Transcribe the passage on private foundations from "A private foundation is a" to "estate planning purposes.".

§ **DOCUMENT TEXT**:

◆ ◆ ◆ ◆ ◆

Type of charitable organization

A private foundation is a tax-exempt organization that does not rely on broad public support and is typically setup to serve humanitarian purposes.

Unlike a charitable foundation, a private foundation generally does not solicit funds from the public or have the legal requirements and reporting responsibilities of a registered non-profit or charitable foundation. Not all foundations engage in philanthropy; some private foundations are used for estate planning purposes.

==Common law==
The following foundations are set up under common law legal systems:

===Canada===
In Canada, the Canada Revenue Agency is a branch of the Canadian government that regulates all foundations. Under Canadian law, since 1967, a private foundation is controlled by a single donor or family through a board that is made up of a majority (more than 50%) of directors at non-arm's-length. It is a legally registered charity with the Canada Revenue Agency. A public foundation is governed by a board composed of a majority of directors at arm's length. A private foundation is not allowed to engage in any business activity, but it can operate its own charitable program.

The Canada Revenue Agency designates the application as a "charitable organization", a "public foundation", or a "private foundation", depending on its structure, sources of funding, and operations. The Income Tax Act requirements are different, depending on the type of charity (Income Tax Act, R.S.C. 1985 (5th supp.) c. 1, para. 149.1(4)(a)).

===The Bahamas===
Foundations were first introduced in The Bahamas in December 2004, following the Foundations Act.

◆ ◆ ◆ ◆ ◆

§ **EXTRACTED ENTRIES**:
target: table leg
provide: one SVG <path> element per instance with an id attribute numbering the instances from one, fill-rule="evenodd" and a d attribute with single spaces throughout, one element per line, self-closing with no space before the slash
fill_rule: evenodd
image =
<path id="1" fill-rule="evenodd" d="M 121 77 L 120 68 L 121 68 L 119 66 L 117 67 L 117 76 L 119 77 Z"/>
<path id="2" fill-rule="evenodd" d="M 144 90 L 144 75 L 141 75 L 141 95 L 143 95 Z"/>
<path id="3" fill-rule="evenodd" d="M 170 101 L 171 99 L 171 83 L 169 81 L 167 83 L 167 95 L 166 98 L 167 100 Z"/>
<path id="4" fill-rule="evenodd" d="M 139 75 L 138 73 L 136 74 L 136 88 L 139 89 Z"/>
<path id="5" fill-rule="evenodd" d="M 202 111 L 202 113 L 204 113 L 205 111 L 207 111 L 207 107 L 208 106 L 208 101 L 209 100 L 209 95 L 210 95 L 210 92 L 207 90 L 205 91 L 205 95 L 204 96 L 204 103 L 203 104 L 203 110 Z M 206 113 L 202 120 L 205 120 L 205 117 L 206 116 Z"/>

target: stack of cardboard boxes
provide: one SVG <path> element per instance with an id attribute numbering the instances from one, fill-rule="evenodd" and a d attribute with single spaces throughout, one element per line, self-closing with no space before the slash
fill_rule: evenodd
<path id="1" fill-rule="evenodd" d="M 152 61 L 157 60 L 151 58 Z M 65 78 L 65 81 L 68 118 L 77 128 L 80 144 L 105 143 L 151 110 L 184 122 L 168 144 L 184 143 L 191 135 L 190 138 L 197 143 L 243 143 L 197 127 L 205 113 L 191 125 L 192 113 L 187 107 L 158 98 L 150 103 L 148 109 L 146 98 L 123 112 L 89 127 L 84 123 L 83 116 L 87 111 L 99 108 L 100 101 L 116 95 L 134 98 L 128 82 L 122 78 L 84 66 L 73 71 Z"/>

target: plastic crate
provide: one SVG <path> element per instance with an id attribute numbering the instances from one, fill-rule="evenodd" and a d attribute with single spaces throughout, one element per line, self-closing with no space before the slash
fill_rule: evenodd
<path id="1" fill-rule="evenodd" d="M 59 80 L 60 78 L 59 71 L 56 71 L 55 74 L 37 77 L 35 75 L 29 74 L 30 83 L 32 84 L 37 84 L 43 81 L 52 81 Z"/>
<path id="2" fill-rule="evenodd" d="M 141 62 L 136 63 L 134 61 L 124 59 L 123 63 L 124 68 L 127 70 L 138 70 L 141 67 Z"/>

◆ ◆ ◆ ◆ ◆

§ **RESULT OF THIS TASK**:
A private foundation is a tax-exempt organization that does not rely on broad public support and is typically setup to serve humanitarian purposes.

Unlike a charitable foundation, a private foundation generally does not solicit funds from the public or have the legal requirements and reporting responsibilities of a registered non-profit or charitable foundation. Not all foundations engage in philanthropy; some private foundations are used for estate planning purposes.